> [Source material]
——

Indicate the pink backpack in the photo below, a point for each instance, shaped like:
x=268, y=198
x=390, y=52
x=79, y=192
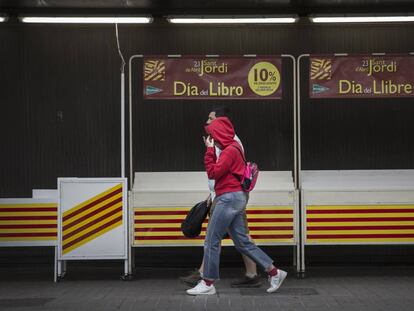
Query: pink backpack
x=250, y=175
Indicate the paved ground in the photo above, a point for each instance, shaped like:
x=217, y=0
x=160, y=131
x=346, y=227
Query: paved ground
x=90, y=288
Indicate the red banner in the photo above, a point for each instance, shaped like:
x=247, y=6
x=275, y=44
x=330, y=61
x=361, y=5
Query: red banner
x=361, y=76
x=212, y=78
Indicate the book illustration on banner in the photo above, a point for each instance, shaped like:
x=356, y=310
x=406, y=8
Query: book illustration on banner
x=154, y=70
x=149, y=90
x=321, y=69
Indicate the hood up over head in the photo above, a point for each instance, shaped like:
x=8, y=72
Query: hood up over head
x=222, y=131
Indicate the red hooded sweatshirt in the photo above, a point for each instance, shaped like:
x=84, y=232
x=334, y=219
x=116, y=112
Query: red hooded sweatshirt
x=230, y=161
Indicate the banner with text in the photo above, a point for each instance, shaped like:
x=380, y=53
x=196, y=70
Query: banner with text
x=361, y=76
x=212, y=78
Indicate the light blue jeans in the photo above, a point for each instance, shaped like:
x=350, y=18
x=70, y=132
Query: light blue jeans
x=228, y=217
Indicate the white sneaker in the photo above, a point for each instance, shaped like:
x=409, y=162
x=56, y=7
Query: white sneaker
x=202, y=289
x=276, y=281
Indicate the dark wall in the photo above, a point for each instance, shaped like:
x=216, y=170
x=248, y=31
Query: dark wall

——

> [Problem requirements] Rewrite all the entries above, putting "Target label" wherever "Query" appears and leaving everything else as it is. Omit the pictures.

> [Result for this exercise]
Indicate the pink backpack in the photo below, a point for each instance, shaped like:
x=268, y=198
x=390, y=52
x=79, y=192
Target label: pink backpack
x=250, y=175
Indicate the paved ground in the photo above, a point for each instance, shaped like:
x=217, y=0
x=160, y=131
x=346, y=227
Target label: paved ground
x=90, y=288
Indicate the red banner in the photo above, a point for each instance, shaped like:
x=247, y=6
x=275, y=44
x=330, y=61
x=361, y=5
Target label: red banner
x=361, y=76
x=212, y=78
Indicate the book illustration on banner in the photo above, a point for each instance, shaped like:
x=356, y=310
x=406, y=8
Target label: book illustration on banner
x=154, y=70
x=149, y=90
x=321, y=69
Indicate the hood up over head in the photo above, a point for each instance, shaped like:
x=8, y=72
Target label: hood up over head
x=222, y=131
Indicate the red hooded sweatshirt in the photo above, a point for each instance, shaped like:
x=84, y=232
x=334, y=219
x=116, y=112
Target label: red hooded sweatshirt
x=230, y=161
Indicate the banner with text in the photo above, a point for each instance, shaped like:
x=380, y=53
x=196, y=70
Target label: banner with text
x=361, y=76
x=212, y=78
Indicate the light blue jeans in the photo above, a point for each instance, shaped like:
x=350, y=18
x=70, y=132
Target label: light blue jeans
x=228, y=217
Indicate the white sneaker in the photo above, a point for each instance, shaped like:
x=409, y=162
x=56, y=7
Target label: white sneaker
x=202, y=289
x=276, y=281
Indicate the dark wall in the photo above, a point for each instance, shaped like:
x=216, y=170
x=248, y=31
Target label: dark wall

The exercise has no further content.